READING PASSAGE
#####

Well, adrenaline is meant to preserve you in a “fight of flight” reaction.  You know, the saber tooth tiger is chasing you.  In my mind, that translates to “how the hell do we pay the light bill is chasing me?”

As a wife and Mother who was now facing a disabled husband unable, to find quality work for himself, and with all his new boundaries I tried harder to fix the situation. I completely toxified my body with stress and on Dec 28th found myself in the hospital with a pulse rate of 38.  My immune system crashed and my emotions were at the end of the barrel.  And honestly, people say I inspired them but no one has an idea of the pain and suffering our marriage has faced with the last two years of self-preservation we BOTH have had to engaged in.  Well, now you do and I sure don’t feel very inspiring.  At least not at 3am.

#####

TO DO
**a.** Reproduce verbatim the part of the passage about stress and a husband's disability that opens with the words containing "Well, adrenaline is" and closes with "not at 3am.".
**b.** Resume the personal account of stress and the hospital stay, writing on from its last sentence.
You won't need the entries that come next.

Stored items

#####

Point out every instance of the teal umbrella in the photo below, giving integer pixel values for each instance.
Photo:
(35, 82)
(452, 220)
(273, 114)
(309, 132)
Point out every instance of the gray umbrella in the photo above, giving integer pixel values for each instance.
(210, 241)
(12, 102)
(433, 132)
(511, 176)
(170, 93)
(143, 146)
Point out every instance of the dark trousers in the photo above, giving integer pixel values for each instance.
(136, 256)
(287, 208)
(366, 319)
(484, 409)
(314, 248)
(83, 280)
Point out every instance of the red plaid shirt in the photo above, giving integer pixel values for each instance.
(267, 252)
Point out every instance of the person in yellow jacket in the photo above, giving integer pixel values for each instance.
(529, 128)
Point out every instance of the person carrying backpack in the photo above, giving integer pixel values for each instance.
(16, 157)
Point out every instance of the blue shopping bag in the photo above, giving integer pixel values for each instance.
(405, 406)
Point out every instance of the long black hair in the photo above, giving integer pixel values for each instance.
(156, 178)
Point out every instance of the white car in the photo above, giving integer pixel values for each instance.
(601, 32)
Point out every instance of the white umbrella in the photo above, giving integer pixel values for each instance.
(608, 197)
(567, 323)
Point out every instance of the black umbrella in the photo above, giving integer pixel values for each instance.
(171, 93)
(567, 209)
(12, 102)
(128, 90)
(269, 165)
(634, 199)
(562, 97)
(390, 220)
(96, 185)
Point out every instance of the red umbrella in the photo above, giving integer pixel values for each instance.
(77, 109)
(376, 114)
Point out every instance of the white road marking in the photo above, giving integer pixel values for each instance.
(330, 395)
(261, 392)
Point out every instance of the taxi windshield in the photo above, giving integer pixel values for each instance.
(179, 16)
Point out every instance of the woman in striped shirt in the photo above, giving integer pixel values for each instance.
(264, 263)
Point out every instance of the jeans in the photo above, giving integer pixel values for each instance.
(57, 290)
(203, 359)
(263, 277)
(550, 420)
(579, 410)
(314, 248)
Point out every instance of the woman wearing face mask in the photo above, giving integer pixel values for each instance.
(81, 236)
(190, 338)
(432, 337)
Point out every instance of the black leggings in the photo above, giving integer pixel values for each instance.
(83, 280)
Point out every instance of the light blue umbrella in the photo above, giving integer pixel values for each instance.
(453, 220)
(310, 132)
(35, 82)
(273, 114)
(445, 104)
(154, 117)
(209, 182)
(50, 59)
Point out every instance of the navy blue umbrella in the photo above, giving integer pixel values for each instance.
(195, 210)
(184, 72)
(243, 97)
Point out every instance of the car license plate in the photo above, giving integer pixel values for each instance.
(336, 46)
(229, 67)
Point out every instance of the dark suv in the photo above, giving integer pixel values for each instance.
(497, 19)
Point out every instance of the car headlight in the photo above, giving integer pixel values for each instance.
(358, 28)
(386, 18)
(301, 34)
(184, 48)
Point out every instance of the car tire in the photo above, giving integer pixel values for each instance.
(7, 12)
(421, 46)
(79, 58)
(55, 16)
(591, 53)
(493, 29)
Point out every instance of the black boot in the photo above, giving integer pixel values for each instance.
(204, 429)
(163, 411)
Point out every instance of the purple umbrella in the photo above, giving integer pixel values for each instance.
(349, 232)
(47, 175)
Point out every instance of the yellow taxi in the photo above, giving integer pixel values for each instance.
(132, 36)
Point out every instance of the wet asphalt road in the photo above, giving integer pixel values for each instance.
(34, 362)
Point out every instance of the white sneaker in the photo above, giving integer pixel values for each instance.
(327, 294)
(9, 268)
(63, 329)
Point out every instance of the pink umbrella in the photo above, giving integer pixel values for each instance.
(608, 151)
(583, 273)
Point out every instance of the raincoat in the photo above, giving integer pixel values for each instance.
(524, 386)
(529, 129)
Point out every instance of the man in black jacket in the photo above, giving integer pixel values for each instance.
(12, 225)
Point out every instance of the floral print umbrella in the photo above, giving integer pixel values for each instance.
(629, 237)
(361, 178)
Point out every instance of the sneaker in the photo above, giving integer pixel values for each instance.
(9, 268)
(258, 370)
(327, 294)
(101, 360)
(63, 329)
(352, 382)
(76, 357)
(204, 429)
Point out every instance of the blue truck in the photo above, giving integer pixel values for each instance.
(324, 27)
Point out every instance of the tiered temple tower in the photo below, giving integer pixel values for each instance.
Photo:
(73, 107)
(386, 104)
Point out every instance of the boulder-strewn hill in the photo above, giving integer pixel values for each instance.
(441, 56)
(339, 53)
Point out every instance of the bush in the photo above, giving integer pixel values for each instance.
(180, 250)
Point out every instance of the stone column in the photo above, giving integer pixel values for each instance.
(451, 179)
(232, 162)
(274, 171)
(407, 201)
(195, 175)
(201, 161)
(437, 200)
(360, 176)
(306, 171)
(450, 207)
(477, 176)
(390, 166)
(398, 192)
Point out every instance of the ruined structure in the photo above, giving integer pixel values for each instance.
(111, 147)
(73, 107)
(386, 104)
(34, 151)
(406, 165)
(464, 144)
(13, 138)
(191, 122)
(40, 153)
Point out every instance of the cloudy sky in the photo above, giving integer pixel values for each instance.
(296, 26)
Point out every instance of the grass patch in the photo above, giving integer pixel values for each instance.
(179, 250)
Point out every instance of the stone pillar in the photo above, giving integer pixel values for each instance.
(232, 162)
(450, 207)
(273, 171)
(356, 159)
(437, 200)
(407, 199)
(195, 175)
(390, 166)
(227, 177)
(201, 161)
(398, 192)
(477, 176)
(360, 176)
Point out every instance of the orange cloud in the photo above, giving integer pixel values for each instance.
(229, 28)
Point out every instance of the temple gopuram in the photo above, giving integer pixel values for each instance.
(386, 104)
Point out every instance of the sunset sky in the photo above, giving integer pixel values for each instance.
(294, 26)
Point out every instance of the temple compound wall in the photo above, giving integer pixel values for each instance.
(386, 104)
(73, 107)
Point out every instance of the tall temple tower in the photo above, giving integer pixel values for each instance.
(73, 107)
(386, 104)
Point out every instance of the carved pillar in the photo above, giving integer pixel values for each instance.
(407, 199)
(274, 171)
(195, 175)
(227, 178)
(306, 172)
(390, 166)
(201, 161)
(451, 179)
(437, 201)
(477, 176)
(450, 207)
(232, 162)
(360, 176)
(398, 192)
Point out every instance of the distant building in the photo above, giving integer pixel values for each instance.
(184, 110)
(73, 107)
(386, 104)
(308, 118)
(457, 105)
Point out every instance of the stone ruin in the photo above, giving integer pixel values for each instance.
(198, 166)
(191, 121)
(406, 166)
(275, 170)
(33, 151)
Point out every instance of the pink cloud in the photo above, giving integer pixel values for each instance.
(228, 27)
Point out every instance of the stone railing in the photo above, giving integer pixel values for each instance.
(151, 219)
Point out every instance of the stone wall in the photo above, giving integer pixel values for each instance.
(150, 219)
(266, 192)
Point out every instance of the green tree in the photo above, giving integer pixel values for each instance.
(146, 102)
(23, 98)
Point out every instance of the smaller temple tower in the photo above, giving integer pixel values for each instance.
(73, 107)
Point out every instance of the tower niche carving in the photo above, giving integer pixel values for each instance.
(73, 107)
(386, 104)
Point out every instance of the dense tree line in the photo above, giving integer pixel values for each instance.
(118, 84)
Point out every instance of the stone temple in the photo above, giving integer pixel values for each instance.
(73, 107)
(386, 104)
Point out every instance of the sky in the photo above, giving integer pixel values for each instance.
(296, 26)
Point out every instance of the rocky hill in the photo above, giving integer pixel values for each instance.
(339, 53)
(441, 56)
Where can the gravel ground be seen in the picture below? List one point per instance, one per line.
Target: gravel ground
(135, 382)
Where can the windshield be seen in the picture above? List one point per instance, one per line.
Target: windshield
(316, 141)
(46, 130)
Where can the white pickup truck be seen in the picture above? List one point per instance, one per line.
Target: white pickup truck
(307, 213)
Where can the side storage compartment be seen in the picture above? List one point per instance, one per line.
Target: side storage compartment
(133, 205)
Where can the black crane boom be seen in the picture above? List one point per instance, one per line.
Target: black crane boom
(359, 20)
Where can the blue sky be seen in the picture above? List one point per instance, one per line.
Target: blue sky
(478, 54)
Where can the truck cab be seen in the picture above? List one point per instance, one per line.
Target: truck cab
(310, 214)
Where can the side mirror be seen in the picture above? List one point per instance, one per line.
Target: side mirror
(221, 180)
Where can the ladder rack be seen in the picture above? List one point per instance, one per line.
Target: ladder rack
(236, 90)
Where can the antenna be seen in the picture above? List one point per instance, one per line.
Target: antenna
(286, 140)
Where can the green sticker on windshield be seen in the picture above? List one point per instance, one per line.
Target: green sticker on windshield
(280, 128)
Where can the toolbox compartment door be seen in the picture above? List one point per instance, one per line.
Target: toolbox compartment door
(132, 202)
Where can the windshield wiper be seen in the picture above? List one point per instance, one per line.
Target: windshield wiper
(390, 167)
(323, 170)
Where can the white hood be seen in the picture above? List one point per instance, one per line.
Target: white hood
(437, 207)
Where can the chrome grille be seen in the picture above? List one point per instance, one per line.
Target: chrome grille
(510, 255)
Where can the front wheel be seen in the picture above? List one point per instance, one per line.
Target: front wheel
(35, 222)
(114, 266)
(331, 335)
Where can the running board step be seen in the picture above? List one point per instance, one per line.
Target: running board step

#####

ANSWERS BY ITEM NUMBER
**a.**
Well, adrenaline is meant to preserve you in a “fight of flight” reaction.  You know, the saber tooth tiger is chasing you.  In my mind, that translates to “how the hell do we pay the light bill is chasing me?”

As a wife and Mother who was now facing a disabled husband unable, to find quality work for himself, and with all his new boundaries I tried harder to fix the situation. I completely toxified my body with stress and on Dec 28th found myself in the hospital with a pulse rate of 38.  My immune system crashed and my emotions were at the end of the barrel.  And honestly, people say I inspired them but no one has an idea of the pain and suffering our marriage has faced with the last two years of self-preservation we BOTH have had to engaged in.  Well, now you do and I sure don’t feel very inspiring.  At least not at 3am.

**b.**
Edward is mad at me for being mad at him, and mad at the government for not helping us.  I am mad at Edward for not pushing harder for his rights and resentful that I had to manage 80 hours of claim administration and watch him go through months of mental therapy and felt as if the World was on my shoulders to provide and preserve.  And I want to blame the government because they just send you around and around treating you like the hamster on the wheel that you are.  I would love just one face to face meeting with someone in office who says they Love Veterans.   Prove it to me as a face the loss of my marriage and my husband after 15 years.  I apparently did not get that memo that they really do care.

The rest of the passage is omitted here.